#### [Required work]
Please copy out the entries below exactly, beginning with the line that contains "Tag a single point on each instance of the square" and ending with the line that contains "Tag a single point on each instance of the white balcony", and include nothing outside that span.

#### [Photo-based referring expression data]
|---|

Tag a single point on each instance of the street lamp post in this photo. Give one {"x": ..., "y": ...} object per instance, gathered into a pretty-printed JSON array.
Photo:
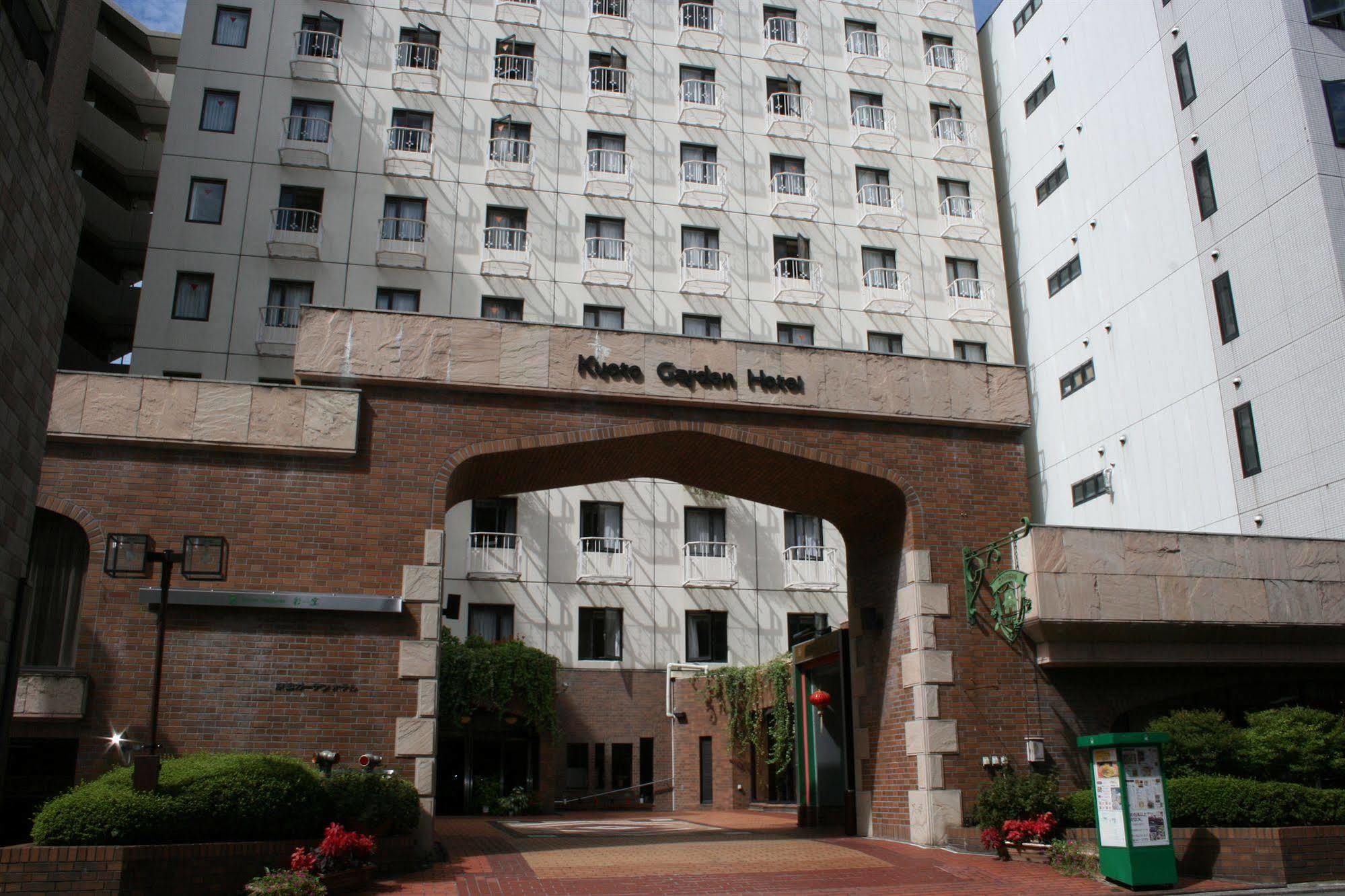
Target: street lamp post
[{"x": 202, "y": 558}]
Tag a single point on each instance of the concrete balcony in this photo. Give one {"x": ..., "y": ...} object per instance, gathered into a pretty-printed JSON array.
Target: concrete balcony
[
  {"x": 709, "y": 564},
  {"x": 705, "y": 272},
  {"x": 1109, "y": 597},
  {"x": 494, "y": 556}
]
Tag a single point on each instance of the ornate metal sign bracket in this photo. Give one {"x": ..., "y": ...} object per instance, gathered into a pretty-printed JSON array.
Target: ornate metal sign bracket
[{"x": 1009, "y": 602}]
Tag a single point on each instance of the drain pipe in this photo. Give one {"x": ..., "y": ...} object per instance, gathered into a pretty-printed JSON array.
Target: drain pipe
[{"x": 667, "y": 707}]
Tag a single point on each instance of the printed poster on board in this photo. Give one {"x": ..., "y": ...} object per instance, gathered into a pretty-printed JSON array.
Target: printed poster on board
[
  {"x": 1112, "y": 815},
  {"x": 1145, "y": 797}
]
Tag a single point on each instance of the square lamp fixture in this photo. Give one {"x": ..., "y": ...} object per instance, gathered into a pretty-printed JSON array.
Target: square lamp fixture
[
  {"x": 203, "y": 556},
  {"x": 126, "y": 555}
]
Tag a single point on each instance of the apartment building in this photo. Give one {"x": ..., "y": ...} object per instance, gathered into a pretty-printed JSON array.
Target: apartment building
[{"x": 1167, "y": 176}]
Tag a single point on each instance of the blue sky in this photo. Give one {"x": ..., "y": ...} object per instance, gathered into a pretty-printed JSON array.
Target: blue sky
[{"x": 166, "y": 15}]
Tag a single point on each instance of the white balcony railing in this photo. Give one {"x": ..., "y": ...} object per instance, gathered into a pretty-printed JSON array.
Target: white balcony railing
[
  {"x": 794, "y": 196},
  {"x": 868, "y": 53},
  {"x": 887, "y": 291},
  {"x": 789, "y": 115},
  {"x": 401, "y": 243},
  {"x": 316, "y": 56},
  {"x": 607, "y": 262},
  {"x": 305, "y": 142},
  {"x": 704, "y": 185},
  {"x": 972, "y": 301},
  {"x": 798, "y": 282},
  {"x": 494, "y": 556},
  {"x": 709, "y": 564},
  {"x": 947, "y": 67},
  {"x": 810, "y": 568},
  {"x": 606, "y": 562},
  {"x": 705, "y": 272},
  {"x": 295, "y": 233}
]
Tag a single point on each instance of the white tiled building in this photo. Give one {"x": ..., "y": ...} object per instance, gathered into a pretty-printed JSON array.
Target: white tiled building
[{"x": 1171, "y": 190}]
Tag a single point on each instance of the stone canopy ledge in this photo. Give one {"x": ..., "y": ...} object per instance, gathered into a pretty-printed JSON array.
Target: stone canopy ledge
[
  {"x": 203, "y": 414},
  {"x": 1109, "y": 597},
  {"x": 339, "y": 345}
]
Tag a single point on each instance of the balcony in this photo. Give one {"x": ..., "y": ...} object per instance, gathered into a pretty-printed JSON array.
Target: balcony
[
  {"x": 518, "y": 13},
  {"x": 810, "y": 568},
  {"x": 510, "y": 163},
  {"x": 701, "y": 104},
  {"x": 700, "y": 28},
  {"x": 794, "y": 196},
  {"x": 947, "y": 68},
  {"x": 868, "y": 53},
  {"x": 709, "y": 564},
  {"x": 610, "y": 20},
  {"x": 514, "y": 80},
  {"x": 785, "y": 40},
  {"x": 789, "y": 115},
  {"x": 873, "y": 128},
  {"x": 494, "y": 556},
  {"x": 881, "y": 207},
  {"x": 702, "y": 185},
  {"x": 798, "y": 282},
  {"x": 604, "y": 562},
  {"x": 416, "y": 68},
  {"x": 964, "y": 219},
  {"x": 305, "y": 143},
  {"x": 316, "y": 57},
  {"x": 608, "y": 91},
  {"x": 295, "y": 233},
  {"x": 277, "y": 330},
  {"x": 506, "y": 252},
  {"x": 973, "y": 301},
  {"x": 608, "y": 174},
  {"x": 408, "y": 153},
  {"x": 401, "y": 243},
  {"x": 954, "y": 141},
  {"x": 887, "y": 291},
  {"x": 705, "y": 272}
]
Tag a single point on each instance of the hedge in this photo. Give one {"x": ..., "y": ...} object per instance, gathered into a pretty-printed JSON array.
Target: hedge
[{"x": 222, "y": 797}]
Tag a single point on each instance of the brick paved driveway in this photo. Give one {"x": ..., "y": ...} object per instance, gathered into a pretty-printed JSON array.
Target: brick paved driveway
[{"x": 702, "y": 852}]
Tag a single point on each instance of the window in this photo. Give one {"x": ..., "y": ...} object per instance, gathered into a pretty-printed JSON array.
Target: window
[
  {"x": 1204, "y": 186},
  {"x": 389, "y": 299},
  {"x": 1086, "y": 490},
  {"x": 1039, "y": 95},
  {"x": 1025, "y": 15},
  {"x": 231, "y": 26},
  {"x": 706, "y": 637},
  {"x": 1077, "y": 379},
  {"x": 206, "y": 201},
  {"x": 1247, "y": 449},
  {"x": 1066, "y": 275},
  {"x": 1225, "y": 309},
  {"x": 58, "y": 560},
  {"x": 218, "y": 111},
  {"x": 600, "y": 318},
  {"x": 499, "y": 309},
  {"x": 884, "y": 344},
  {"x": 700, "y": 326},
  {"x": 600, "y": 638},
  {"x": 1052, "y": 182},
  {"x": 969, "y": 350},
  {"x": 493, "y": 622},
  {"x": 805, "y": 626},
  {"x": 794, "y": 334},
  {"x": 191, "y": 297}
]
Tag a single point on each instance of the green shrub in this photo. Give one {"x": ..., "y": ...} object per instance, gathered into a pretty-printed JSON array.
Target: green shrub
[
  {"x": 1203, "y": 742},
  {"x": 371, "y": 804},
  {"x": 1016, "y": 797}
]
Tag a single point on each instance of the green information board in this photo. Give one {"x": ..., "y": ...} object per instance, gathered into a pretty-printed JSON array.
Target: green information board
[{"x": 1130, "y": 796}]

|---|

#### [Exercise response]
Tag a single point on each instance of the square lamp fixture in this photo. Give one {"x": ..., "y": ...} object per instance, gathered into a pretty-printed JSON array.
Target: square lamp fixture
[
  {"x": 203, "y": 556},
  {"x": 126, "y": 555}
]
Tag a single point on each instance of the apartment building in this photo. Give one {"x": ..., "y": ...} object per instance, gathered into a pretty-printed JSON array.
Target: apartment building
[{"x": 1167, "y": 176}]
Tag a single point on each instance of the blue sky in this photo. Give one {"x": ..., "y": ...} object per instance, gathered into a pretty-printed JSON array.
Target: blue sky
[{"x": 166, "y": 15}]
Tag a single point on each instance of the white balcony railing in this photo. Give one {"x": ..., "y": ...} object per instance, gathered into a pretty-printed JSON array.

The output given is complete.